→ **EXERCISE PROMPT**
In the data below, which lines hold "green"? Copy every one.

→ **PROVIDED RECORDS**

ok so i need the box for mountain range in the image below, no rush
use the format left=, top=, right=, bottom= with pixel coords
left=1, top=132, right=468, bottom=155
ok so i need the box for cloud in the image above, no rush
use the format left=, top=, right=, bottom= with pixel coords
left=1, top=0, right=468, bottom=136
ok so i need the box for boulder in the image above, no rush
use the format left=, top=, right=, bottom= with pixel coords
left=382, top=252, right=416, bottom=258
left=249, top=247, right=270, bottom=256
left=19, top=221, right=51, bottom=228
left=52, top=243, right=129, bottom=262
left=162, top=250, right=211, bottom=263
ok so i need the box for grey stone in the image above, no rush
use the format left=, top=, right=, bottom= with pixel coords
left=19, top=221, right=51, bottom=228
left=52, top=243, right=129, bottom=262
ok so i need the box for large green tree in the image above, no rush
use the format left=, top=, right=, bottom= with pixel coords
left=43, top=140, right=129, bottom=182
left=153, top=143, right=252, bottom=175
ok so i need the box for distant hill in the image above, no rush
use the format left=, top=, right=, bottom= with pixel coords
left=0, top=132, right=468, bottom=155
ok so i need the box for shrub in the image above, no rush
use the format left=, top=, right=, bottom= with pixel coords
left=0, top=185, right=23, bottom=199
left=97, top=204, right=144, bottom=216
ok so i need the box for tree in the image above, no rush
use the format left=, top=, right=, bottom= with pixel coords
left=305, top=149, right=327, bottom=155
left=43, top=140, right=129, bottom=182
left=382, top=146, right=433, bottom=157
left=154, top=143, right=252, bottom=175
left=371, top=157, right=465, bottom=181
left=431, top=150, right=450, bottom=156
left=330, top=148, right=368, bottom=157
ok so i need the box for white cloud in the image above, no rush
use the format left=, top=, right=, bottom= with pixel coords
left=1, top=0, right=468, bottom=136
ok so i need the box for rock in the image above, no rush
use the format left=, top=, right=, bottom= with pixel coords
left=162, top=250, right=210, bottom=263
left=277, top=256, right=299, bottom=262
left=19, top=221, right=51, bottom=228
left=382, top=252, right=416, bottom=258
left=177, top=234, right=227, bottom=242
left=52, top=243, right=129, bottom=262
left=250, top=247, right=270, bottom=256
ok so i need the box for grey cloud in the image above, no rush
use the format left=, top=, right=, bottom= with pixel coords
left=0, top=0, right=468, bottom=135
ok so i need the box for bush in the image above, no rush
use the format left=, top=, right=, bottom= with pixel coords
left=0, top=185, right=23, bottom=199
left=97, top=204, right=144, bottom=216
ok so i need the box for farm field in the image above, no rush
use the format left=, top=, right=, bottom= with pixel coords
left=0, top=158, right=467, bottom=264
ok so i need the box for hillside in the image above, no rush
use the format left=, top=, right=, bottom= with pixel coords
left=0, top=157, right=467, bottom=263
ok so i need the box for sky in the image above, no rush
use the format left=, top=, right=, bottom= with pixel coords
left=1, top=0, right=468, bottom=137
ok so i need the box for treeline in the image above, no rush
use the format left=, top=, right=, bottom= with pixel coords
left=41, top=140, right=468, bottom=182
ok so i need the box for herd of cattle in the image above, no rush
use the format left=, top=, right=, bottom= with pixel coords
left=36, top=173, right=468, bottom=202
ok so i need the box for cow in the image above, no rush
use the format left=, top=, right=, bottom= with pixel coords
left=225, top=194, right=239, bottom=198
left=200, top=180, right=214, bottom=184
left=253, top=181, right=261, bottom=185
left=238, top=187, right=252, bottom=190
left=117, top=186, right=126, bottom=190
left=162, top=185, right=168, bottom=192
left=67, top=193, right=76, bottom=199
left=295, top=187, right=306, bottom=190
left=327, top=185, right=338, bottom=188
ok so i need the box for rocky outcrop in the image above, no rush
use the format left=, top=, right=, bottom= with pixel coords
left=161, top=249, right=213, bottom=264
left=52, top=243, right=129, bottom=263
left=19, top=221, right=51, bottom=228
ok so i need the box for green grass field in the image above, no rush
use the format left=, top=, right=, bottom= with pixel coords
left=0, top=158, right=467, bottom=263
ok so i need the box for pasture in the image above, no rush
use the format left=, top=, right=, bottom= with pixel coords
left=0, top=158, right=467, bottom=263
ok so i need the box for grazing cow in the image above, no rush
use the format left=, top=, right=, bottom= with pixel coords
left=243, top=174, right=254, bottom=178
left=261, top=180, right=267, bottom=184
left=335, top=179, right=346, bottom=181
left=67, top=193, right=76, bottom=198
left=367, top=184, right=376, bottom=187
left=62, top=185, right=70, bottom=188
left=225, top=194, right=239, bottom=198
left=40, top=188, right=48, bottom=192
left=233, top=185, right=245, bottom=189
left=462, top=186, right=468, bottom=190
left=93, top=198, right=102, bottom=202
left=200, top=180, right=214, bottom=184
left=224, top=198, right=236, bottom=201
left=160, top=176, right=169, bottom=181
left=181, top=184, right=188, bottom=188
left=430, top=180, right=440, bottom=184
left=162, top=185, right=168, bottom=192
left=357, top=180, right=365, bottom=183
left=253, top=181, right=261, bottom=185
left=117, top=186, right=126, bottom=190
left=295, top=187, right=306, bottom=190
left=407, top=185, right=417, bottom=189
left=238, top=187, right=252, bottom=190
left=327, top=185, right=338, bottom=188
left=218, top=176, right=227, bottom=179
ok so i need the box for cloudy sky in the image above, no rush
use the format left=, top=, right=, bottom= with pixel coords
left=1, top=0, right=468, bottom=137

→ **ANSWER TO THIS TASK**
ok so i need the box for large green tree in the image above, no rush
ok so i need the box for green grass field in the image above, no rush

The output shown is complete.